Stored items
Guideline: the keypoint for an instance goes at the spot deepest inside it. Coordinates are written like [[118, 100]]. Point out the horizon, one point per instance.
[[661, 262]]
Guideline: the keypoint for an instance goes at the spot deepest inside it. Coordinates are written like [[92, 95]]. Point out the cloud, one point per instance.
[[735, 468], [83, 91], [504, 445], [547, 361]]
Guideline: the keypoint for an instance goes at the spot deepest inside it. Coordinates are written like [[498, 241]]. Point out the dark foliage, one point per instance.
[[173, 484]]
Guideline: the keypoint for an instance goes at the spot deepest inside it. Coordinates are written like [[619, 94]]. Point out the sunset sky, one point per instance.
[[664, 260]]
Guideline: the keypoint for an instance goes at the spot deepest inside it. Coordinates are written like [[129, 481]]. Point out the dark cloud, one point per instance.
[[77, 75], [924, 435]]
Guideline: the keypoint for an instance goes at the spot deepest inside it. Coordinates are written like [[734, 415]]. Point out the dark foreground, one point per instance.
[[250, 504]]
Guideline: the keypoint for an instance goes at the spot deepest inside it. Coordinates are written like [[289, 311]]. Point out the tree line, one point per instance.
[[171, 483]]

• _ACTION ITEM_
Write out the lines above, starting at the line that contains "dark cloud, one point per instance." and ending with the final line, and nothing else; copy them exactly.

• _EXERCISE RESPONSE_
Guideline: the keypoint for an instance goes at the spot deepest inside it. Coordinates are written like [[129, 481]]. Point out the dark cloud, one point per instance.
[[77, 75], [924, 435]]
Guideline: the keypoint for an instance goes at the spot deepest inside it. Coordinates are written like [[734, 415]]. Point out the dark foreground, one point per instance.
[[250, 504]]
Guideline: the keypoint for an instance goes at the spot deepest inside it. Coordinates are written like [[289, 311]]. Point out the tree line, one point per instance.
[[171, 483]]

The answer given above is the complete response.